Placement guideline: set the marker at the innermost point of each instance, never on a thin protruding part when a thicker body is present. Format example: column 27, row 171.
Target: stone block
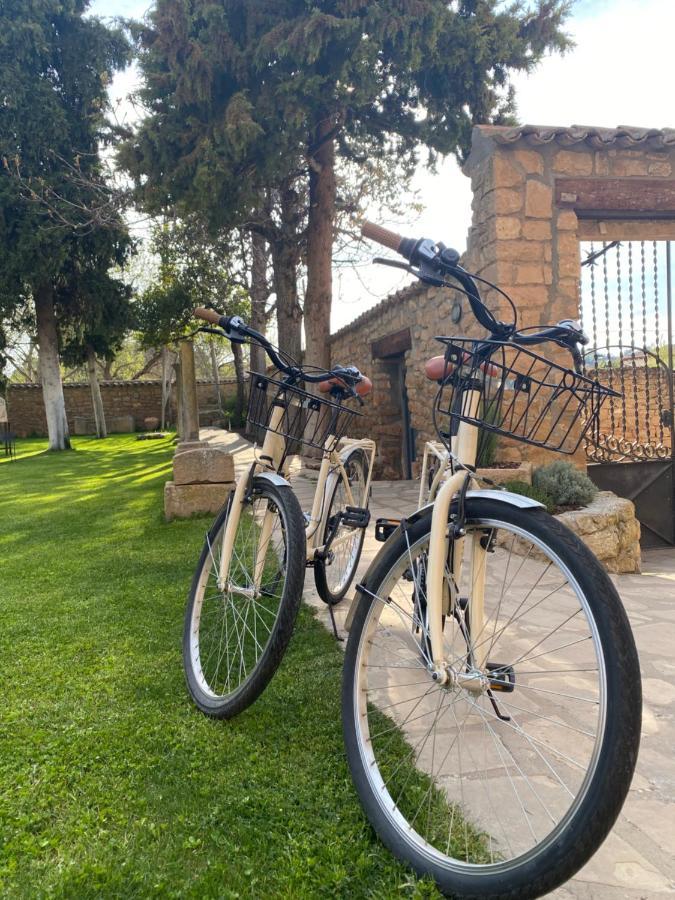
column 507, row 201
column 182, row 446
column 121, row 424
column 536, row 230
column 625, row 168
column 531, row 161
column 538, row 200
column 507, row 227
column 569, row 162
column 661, row 169
column 184, row 500
column 207, row 464
column 530, row 273
column 519, row 251
column 505, row 174
column 567, row 220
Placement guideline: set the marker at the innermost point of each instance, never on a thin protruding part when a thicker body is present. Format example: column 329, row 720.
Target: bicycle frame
column 445, row 485
column 272, row 459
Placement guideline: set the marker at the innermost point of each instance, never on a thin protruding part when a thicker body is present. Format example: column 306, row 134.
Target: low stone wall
column 136, row 399
column 609, row 528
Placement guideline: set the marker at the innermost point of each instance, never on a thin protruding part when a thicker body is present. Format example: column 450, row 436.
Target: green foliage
column 111, row 783
column 565, row 484
column 235, row 91
column 529, row 490
column 488, row 440
column 55, row 66
column 236, row 419
column 193, row 271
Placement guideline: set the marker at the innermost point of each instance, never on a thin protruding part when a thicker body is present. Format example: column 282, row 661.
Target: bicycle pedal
column 384, row 528
column 356, row 517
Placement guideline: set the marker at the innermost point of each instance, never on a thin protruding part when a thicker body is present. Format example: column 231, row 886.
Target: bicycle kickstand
column 333, row 623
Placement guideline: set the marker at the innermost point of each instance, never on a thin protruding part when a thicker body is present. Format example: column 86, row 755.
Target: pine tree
column 54, row 69
column 246, row 94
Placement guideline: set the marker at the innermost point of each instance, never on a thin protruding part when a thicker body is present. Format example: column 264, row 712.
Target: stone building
column 538, row 192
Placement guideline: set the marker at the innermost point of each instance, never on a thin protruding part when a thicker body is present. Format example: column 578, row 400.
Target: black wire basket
column 308, row 420
column 522, row 396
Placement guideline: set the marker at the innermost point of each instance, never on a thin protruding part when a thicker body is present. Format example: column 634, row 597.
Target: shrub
column 529, row 490
column 488, row 440
column 565, row 484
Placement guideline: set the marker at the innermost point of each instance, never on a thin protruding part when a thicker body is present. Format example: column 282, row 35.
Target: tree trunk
column 285, row 258
column 50, row 373
column 165, row 387
column 189, row 392
column 96, row 400
column 239, row 372
column 289, row 311
column 216, row 375
column 259, row 296
column 319, row 295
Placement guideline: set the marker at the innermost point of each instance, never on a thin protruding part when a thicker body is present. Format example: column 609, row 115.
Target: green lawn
column 111, row 783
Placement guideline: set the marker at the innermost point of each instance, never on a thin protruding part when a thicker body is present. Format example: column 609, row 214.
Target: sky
column 619, row 73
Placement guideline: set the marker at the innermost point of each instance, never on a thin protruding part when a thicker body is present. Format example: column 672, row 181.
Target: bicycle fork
column 441, row 540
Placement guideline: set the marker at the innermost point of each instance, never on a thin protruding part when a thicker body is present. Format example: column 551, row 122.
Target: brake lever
column 393, row 264
column 204, row 329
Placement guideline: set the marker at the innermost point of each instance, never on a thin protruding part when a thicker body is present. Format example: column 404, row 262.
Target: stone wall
column 425, row 312
column 531, row 191
column 609, row 528
column 121, row 399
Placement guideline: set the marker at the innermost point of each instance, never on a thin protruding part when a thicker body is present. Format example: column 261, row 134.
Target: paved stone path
column 637, row 861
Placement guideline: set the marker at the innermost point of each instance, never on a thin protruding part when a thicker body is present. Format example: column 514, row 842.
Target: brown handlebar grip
column 209, row 315
column 381, row 235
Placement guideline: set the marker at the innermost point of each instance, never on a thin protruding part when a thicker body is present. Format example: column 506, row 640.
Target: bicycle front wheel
column 334, row 575
column 504, row 781
column 239, row 620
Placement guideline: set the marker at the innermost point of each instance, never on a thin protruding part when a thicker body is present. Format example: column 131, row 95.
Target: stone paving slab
column 637, row 861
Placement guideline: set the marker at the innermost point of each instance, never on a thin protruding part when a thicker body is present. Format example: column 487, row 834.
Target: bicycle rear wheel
column 505, row 781
column 238, row 623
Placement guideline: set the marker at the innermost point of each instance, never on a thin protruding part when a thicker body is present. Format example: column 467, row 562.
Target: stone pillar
column 189, row 404
column 521, row 242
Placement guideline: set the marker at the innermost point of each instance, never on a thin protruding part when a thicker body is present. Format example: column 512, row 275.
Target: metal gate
column 627, row 310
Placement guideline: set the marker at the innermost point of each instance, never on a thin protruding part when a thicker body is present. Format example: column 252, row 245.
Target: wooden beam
column 611, row 198
column 392, row 344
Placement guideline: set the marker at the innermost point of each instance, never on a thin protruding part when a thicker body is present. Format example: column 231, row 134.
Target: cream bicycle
column 247, row 587
column 491, row 693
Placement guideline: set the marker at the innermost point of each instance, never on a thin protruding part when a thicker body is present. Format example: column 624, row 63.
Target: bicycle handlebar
column 435, row 260
column 236, row 329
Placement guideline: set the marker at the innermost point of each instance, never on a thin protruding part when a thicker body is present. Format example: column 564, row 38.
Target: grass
column 111, row 783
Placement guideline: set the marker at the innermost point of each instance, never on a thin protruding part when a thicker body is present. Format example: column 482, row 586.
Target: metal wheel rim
column 371, row 767
column 197, row 610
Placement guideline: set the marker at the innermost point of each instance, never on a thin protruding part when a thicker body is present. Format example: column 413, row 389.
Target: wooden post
column 96, row 400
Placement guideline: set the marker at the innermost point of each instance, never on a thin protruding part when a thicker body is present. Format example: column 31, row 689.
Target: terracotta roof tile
column 624, row 137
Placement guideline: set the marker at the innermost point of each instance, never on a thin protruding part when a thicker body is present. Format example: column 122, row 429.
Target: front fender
column 273, row 478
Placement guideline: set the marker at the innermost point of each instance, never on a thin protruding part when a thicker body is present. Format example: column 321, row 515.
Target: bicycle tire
column 274, row 609
column 559, row 854
column 330, row 592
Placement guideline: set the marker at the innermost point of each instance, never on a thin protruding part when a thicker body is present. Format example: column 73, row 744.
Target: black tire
column 555, row 856
column 260, row 642
column 356, row 466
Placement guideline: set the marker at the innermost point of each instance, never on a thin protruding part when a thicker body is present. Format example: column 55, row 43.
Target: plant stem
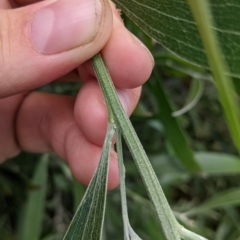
column 165, row 216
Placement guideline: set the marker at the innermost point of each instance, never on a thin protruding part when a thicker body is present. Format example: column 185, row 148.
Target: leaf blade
column 87, row 222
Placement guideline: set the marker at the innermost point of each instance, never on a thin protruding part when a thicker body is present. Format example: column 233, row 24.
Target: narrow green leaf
column 195, row 93
column 230, row 197
column 174, row 131
column 171, row 23
column 165, row 216
column 32, row 214
column 87, row 222
column 188, row 235
column 227, row 95
column 218, row 163
column 129, row 233
column 78, row 193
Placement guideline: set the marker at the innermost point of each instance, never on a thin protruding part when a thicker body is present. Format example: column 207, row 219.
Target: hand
column 44, row 41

◆ ENUNCIADO DA TAREFA ◆
Apresente todos os dados acima em formato CSV de duas colunas, "texto" e "resposta", com uma linha para cada texto acompanhado de sua resposta. Cada valor deve ocupar um único campo entre aspas, com as quebras de linha substituídas por espaços, e as imagens devem ser omitidas.

◆ RESPOSTA ESCRITA ◆
texto,resposta
"Placement guideline: set the marker at the innermost point of each instance, never on a thin protruding part when a thicker body is present. Format example: column 27, row 171. Target: stone block","column 507, row 201 column 182, row 446 column 121, row 424 column 536, row 230 column 625, row 168 column 531, row 161 column 538, row 200 column 507, row 227 column 569, row 162 column 661, row 169 column 184, row 500 column 207, row 464 column 530, row 273 column 519, row 251 column 505, row 174 column 567, row 220"
"Placement guideline: set the marker at the innermost point of each instance, never on a thin protruding part when a thicker body is present. Format example: column 329, row 720. Target: bicycle frame","column 445, row 485 column 272, row 459"
"Placement guideline: set the marker at the innermost point of each instance, never on a thin protruding part when a thicker body is present. Format example: column 306, row 134. Target: low stone wall","column 136, row 399 column 609, row 528"
"Placement guideline: set the marker at the innermost point of each instance, never on a thin protruding part when a thicker body is present. Format example: column 450, row 436. Target: green foliage","column 111, row 783 column 565, row 484 column 235, row 91 column 529, row 490 column 488, row 440 column 55, row 66 column 236, row 419 column 193, row 271"
"Placement guideline: set the marker at the innermost point of each instance, never on a thin protruding part when a thicker body is present. Format example: column 282, row 661. Target: bicycle pedal","column 384, row 528 column 356, row 517"
"Placement guideline: set the marker at the innermost point of each instance, never on a thin protruding part when a thicker body is present. Format example: column 231, row 886. Target: bicycle kickstand","column 333, row 623"
"Placement guideline: set the marker at the innermost point of each instance, never on a thin protruding part when a thicker body is present. Format example: column 86, row 755. Target: pine tree","column 54, row 69 column 246, row 94"
"Placement guideline: set the marker at the innermost point of each instance, never on a thin protruding part when a thicker body is present. Format example: column 264, row 712. Target: stone building","column 538, row 192"
"Placement guideline: set the marker at the innermost point of each instance, never on a thin protruding part when a thicker body is present. Format example: column 578, row 400. Target: black wire basket","column 308, row 420 column 522, row 396"
"Placement guideline: set the marker at the innermost point of each instance, never on a thin protruding part when a thicker body is present. Format example: column 634, row 597. Target: shrub","column 529, row 490 column 488, row 440 column 565, row 484"
"Placement guideline: set the marker at the innermost point of each instance, never on a thin protruding part when a thicker body is present. Format example: column 282, row 35. Target: tree trunk","column 285, row 258 column 50, row 373 column 165, row 387 column 189, row 392 column 96, row 400 column 239, row 372 column 289, row 311 column 216, row 375 column 259, row 296 column 319, row 295"
"Placement guideline: set the marker at the innermost point of each instance, never on a thin protruding part when a thicker body is present. Format example: column 609, row 115. Target: green lawn","column 111, row 783"
"Placement guideline: set the marker at the innermost point of each instance, never on a thin protruding part when a thicker body is present. Format example: column 609, row 214. Target: sky","column 619, row 73"
"Placement guideline: set the marker at the innermost point of each instance, never on a thin protruding part when a thicker body is present. Format example: column 672, row 181. Target: bicycle fork","column 441, row 540"
"Placement guideline: set the marker at the innermost point of each instance, never on a thin protruding part when a thicker body is present. Format example: column 551, row 122. Target: brake lever","column 393, row 264 column 204, row 329"
"Placement guideline: set the marker at the innermost point of each instance, never on a thin protruding part when a thicker body is present. Format example: column 404, row 262. Target: stone wall","column 425, row 312 column 531, row 191 column 609, row 528 column 121, row 399"
"Placement guideline: set the marker at the innermost point of each instance, never on a thin protruding part when a thicker body is present. Format example: column 261, row 134. Target: paved stone path","column 637, row 861"
"Placement guideline: set the marker at the innermost point of each instance, never on a thin protruding part when a thicker body is present. Format example: column 514, row 842. Target: brown handlebar grip","column 209, row 315 column 381, row 235"
"Placement guideline: set the marker at the innermost point of each instance, never on a thin protruding part when a thicker body is present. Format example: column 506, row 640. Target: bicycle front wheel","column 334, row 575 column 504, row 781 column 239, row 620"
"Placement guideline: set the marker at the innermost point of each instance, never on a thin protruding part when a thicker body is present. Format example: column 131, row 95. Target: stone paving slab","column 637, row 861"
"Placement guideline: set the marker at the innermost point of each instance, never on a thin protruding part when a thicker body is present. Format example: column 487, row 834. Target: bicycle rear wheel","column 505, row 781 column 238, row 623"
"Placement guideline: set the marker at the innermost point of each instance, never on a thin protruding part when a thicker body is present. Format example: column 467, row 562. Target: stone pillar","column 189, row 404 column 521, row 242"
"Placement guideline: set the marker at the innermost point of each instance, never on a thin protruding part when a thicker body is present. Format example: column 512, row 275. Target: metal gate","column 627, row 310"
"Placement guideline: set the marker at the innermost point of each instance, never on a thin protruding part when a thicker body is present. Format example: column 252, row 245. Target: wooden beam","column 611, row 198 column 392, row 344"
"Placement guideline: set the marker at the innermost point of each instance, never on a thin protruding part when a thicker body is present. Format example: column 231, row 134. Target: cream bicycle","column 247, row 587 column 491, row 693"
"Placement guideline: set the marker at the innermost point of each instance, never on a thin protruding part when a thicker body is present. Format example: column 624, row 63. Target: bicycle handlebar","column 435, row 260 column 236, row 329"
"Placement guideline: set the marker at the innermost point of each instance, never on a thin protruding part when a thicker body is present. Format example: column 564, row 38. Target: grass","column 111, row 783"
"Placement guideline: set the marker at the innermost point of each instance, never on a thin protruding part when a thicker body is present. Format example: column 482, row 586. Target: metal wheel rim","column 371, row 767 column 197, row 610"
"Placement guideline: set the marker at the innermost point of each instance, never on a thin protruding part when a thicker body is present. Format example: column 413, row 389. Target: wooden post","column 96, row 400"
"Placement guideline: set the marker at the innermost point of each instance, never on a thin protruding part when a thicker body is present. Format example: column 31, row 689. Target: terracotta roof tile","column 624, row 137"
"Placement guideline: set the marker at the innermost point of each instance, never on a thin protruding part when a thicker body is present. Format example: column 122, row 429. Target: front fender","column 273, row 478"
"Placement guideline: set the marker at the innermost point of each instance, never on a thin protruding part when a thicker body is present. Format example: column 321, row 515. Target: bicycle tire","column 274, row 609 column 559, row 854 column 330, row 592"
"Placement guideline: set the marker at the innermost point of each instance, never on a thin protruding part when a thicker body is present. Format example: column 73, row 744. Target: black tire","column 555, row 856 column 260, row 642 column 356, row 466"
"Placement guideline: set the marker at the innermost point of each instance, never on a thin protruding part when a thicker body is present. Format example: column 55, row 43. Target: plant stem","column 165, row 216"
"Placement guideline: set the marker at the innermost point of each instance, never on a thin protruding part when a thicker body is present. Format example: column 185, row 148. Target: leaf blade","column 87, row 222"
"Placement guideline: set the marker at the innermost point of each instance, never on a thin protruding part when a thicker body is present. Format example: column 233, row 24. Target: narrow green leaf","column 195, row 93 column 230, row 197 column 174, row 131 column 171, row 23 column 165, row 216 column 32, row 214 column 87, row 222 column 188, row 235 column 227, row 95 column 218, row 163 column 129, row 233 column 78, row 193"
"Placement guideline: set the marker at the innermost point of each instance, never on a thin protruding part when a thicker body is present. Format example: column 207, row 219. Target: hand","column 44, row 41"